RECORDS FOR THE TASK:
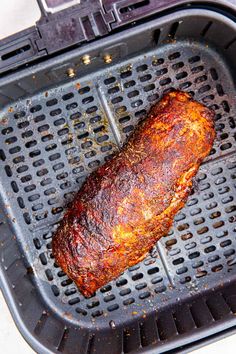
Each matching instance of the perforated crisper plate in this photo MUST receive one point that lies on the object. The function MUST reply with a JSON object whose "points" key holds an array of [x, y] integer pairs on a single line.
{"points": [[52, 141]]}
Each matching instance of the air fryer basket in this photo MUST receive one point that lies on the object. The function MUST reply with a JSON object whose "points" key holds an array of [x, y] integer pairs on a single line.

==

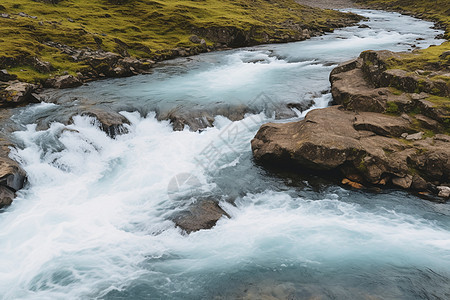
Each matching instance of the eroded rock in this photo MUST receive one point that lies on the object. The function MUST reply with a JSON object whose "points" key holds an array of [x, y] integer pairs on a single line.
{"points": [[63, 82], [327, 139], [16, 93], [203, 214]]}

==

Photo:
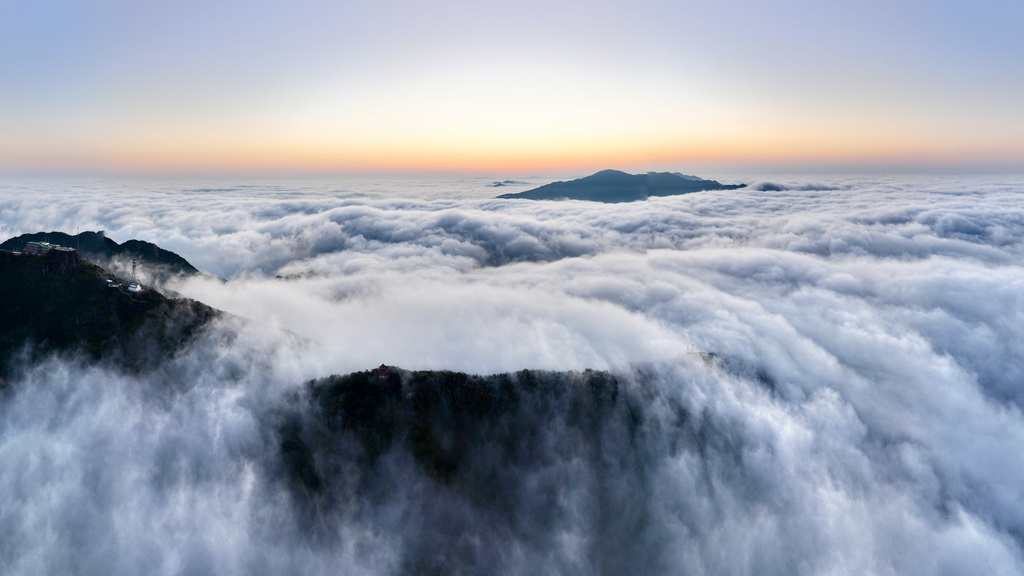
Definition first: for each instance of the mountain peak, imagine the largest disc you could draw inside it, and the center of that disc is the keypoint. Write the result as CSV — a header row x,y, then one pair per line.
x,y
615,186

SET TASK: Return every line of the entries above that contains the string "points".

TASK RESULT:
Each matching instance of the perforated crisper plate in this photo MUST receive one point that lies on the object. The function MUST reply with a JSON object whose "points" key holds an array of [x, y] integer pairs on a single line.
{"points": [[52, 141]]}
Each matching instance of the air fryer basket in this photo MUST receive one point that lies on the object. The function MUST reply with a JSON object whose "points" key holds an array of [x, y] integer pairs on a single line.
Each matching instance of the eroded rock in this photo MUST receive one point that lies on the object. The function MUST reply with a JSON object whose "points" key holds an array of [x, y] integer pairs on a single line.
{"points": [[63, 82], [327, 139], [16, 93], [203, 214]]}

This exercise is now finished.